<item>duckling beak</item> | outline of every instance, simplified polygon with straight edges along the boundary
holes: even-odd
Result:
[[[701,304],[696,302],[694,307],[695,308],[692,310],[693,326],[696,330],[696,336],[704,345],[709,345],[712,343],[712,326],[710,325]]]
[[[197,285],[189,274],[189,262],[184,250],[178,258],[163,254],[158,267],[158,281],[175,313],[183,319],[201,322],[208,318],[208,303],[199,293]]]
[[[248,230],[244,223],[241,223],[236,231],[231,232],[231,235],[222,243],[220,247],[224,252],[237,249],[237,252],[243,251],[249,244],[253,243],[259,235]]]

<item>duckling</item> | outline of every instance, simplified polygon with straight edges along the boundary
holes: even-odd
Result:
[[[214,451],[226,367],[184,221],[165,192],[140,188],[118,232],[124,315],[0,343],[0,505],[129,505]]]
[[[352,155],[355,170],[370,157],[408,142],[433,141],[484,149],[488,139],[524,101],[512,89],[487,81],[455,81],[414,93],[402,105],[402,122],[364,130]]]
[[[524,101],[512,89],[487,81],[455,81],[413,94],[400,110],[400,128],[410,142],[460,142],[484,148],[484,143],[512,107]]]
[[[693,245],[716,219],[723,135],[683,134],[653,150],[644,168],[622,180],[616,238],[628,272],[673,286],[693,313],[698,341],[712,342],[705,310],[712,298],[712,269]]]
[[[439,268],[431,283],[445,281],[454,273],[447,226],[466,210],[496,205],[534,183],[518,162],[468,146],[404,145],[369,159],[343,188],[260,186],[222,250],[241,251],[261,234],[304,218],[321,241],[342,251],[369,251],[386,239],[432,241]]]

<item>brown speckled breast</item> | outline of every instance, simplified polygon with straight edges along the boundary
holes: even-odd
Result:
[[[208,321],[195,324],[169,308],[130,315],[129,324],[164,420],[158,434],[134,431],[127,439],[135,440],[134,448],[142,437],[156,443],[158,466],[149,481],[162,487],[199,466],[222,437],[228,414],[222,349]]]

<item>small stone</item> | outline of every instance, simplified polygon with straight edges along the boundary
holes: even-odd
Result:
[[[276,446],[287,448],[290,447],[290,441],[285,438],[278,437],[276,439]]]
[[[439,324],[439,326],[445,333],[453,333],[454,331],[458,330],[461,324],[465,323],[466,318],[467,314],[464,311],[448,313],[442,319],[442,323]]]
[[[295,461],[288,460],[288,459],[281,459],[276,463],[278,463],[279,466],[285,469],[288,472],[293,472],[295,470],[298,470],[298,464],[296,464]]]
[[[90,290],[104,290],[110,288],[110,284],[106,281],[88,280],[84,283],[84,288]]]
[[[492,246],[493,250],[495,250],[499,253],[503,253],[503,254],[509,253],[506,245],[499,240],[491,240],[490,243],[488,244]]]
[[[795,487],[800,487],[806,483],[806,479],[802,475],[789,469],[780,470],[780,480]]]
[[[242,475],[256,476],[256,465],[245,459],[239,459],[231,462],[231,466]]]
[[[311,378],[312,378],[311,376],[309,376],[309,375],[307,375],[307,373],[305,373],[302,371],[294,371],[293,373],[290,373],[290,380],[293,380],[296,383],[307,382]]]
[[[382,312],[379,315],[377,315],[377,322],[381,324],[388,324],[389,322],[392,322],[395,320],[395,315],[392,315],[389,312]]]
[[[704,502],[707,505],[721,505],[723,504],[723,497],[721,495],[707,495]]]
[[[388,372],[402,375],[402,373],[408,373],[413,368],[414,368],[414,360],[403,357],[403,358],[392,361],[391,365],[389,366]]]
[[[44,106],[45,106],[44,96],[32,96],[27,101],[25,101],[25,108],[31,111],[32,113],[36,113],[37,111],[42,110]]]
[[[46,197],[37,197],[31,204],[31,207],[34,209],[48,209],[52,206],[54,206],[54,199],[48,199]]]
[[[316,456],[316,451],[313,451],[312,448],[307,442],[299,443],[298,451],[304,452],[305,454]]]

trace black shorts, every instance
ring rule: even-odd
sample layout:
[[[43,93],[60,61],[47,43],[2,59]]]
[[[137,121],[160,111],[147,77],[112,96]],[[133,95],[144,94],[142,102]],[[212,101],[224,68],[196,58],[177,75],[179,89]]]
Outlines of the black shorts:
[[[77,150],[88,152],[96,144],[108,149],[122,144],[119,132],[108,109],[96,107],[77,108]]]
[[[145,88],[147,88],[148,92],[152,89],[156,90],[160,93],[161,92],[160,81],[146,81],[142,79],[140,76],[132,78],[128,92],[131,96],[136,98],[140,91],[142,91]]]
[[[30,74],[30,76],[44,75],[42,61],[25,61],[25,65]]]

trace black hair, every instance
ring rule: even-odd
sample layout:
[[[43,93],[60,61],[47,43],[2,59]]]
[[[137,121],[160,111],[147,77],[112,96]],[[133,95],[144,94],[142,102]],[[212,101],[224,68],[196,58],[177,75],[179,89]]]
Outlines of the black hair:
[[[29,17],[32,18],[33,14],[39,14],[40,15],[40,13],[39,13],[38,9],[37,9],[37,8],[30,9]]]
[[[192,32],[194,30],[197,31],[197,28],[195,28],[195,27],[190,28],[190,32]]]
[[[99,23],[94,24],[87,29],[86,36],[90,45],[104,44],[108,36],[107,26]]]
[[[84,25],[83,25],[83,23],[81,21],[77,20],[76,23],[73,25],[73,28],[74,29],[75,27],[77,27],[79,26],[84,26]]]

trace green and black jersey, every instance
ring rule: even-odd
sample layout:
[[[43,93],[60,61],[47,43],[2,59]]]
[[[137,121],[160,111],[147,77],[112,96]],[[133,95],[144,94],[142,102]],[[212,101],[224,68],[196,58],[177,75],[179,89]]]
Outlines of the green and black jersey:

----------

(Required task) Write out every line of the records above as a JSON array of strings, one string per line, with blank lines left out.

(Result of this exercise)
[
  "<item>duckling beak</item> | outline of every instance, simplified polygon with straight edges along the boundary",
  "holes: even-odd",
  "Result:",
  "[[[701,304],[696,302],[694,307],[695,308],[692,310],[693,326],[696,330],[696,336],[704,345],[709,345],[712,343],[712,326],[710,325]]]",
  "[[[197,285],[189,274],[189,262],[184,250],[178,258],[163,254],[158,267],[158,281],[175,313],[183,319],[201,322],[208,318],[208,303],[199,293]]]",
  "[[[248,230],[244,223],[241,223],[236,231],[231,232],[231,235],[222,243],[220,247],[224,252],[237,249],[237,252],[243,251],[249,244],[253,243],[259,235]]]",
  "<item>duckling</item> | outline of every instance, simplified polygon with straight edges along the boundary",
  "holes: even-odd",
  "Result:",
  "[[[214,451],[226,367],[184,221],[165,192],[140,188],[118,232],[124,315],[0,343],[0,505],[129,505]]]",
  "[[[352,155],[355,170],[370,157],[408,142],[433,141],[484,149],[488,139],[524,101],[512,89],[487,81],[455,81],[414,93],[402,105],[402,122],[364,130]]]",
  "[[[524,101],[512,89],[487,81],[455,81],[413,94],[400,110],[400,128],[410,142],[460,142],[484,148],[484,143],[512,107]]]",
  "[[[693,245],[716,219],[723,135],[683,134],[653,150],[644,168],[622,180],[616,238],[628,272],[673,286],[693,313],[698,341],[712,342],[705,310],[712,298],[712,269]]]",
  "[[[439,268],[431,283],[445,281],[454,273],[447,226],[466,210],[496,205],[534,183],[518,162],[468,146],[404,145],[369,159],[343,188],[260,186],[222,250],[241,251],[261,234],[304,218],[321,241],[342,251],[369,251],[386,239],[432,241]]]",
  "<item>brown speckled breast</item> | outline of every instance, simplified polygon with straight edges along the boundary",
  "holes: even-odd",
  "Result:",
  "[[[208,321],[195,324],[169,308],[130,315],[129,324],[164,420],[158,434],[134,431],[127,439],[135,440],[134,448],[142,437],[156,443],[158,466],[149,481],[162,487],[199,466],[222,437],[228,414],[222,349]]]",
  "<item>small stone</item> | outline of every instance, simplified polygon with straight edges along the boundary",
  "holes: even-odd",
  "Result:",
  "[[[276,446],[287,448],[290,447],[290,441],[285,438],[278,437],[276,439]]]",
  "[[[439,324],[439,326],[445,333],[453,333],[454,331],[458,330],[461,324],[465,323],[466,318],[467,314],[464,311],[448,313],[442,319],[442,323]]]",
  "[[[295,461],[288,460],[288,459],[281,459],[276,463],[278,463],[279,466],[285,469],[288,472],[293,472],[295,470],[298,470],[298,464],[296,464]]]",
  "[[[90,290],[104,290],[110,288],[110,284],[106,281],[88,280],[84,283],[84,288]]]",
  "[[[492,246],[493,250],[495,250],[499,253],[503,253],[503,254],[509,253],[506,245],[499,240],[491,240],[490,243],[488,244]]]",
  "[[[795,487],[800,487],[806,483],[806,479],[802,475],[789,469],[780,470],[780,480]]]",
  "[[[242,475],[256,476],[256,465],[245,459],[239,459],[231,462],[231,466]]]",
  "[[[311,378],[312,378],[311,376],[309,376],[309,375],[307,375],[307,373],[305,373],[302,371],[294,371],[293,373],[290,373],[290,380],[293,380],[296,383],[307,382]]]",
  "[[[382,312],[379,315],[377,315],[377,322],[381,324],[388,324],[389,322],[392,322],[395,320],[395,315],[392,315],[389,312]]]",
  "[[[704,502],[707,505],[721,505],[723,504],[723,497],[721,495],[707,495]]]",
  "[[[388,372],[402,375],[402,373],[408,373],[413,368],[414,368],[414,360],[403,357],[403,358],[392,361],[391,365],[389,366]]]",
  "[[[44,106],[45,106],[44,96],[32,96],[27,101],[25,101],[25,108],[31,111],[32,113],[36,113],[37,111],[42,110]]]",
  "[[[46,197],[37,197],[31,204],[31,207],[34,209],[48,209],[52,206],[54,206],[54,199],[48,199]]]",
  "[[[316,456],[316,451],[313,451],[312,448],[307,442],[299,443],[298,451],[304,452],[305,454]]]",
  "trace black shorts, every instance",
  "ring rule: even-odd",
  "sample layout:",
  "[[[43,93],[60,61],[47,43],[2,59]]]",
  "[[[137,121],[160,111],[147,77],[112,96]],[[133,95],[144,94],[142,102]],[[212,101],[224,68],[196,58],[177,75],[179,89]]]",
  "Outlines of the black shorts:",
  "[[[77,150],[88,152],[96,144],[108,149],[122,144],[119,132],[108,109],[96,107],[77,108]]]",
  "[[[145,88],[147,88],[148,92],[152,89],[156,90],[160,93],[161,92],[160,81],[146,81],[142,79],[140,76],[132,78],[128,92],[131,96],[136,98],[140,91],[142,91]]]",
  "[[[30,74],[30,76],[44,75],[42,61],[25,61],[25,65]]]",
  "trace black hair, every instance",
  "ring rule: even-odd",
  "sample layout:",
  "[[[43,93],[60,61],[47,43],[2,59]]]",
  "[[[137,121],[160,111],[147,77],[112,96]],[[133,95],[144,94],[142,102]],[[212,101],[224,68],[196,58],[177,75],[179,89]]]",
  "Outlines of the black hair:",
  "[[[29,17],[32,18],[33,14],[39,14],[40,15],[40,13],[39,13],[38,9],[37,9],[37,8],[30,9]]]",
  "[[[192,32],[194,30],[197,31],[197,28],[195,28],[195,27],[190,28],[190,32]]]",
  "[[[99,23],[94,24],[87,29],[86,36],[90,45],[104,44],[108,36],[107,26]]]",
  "[[[84,25],[83,25],[83,23],[81,21],[77,20],[76,23],[73,25],[73,28],[74,29],[75,27],[77,27],[79,26],[84,26]]]",
  "trace green and black jersey, every instance",
  "ring rule: even-odd",
  "sample layout:",
  "[[[43,93],[60,61],[47,43],[2,59]]]",
  "[[[137,121],[160,111],[147,77],[112,96]],[[133,95],[144,94],[142,102]],[[212,101],[224,68],[196,58],[177,75],[179,89]]]",
  "Outlines of the green and black jersey:"
]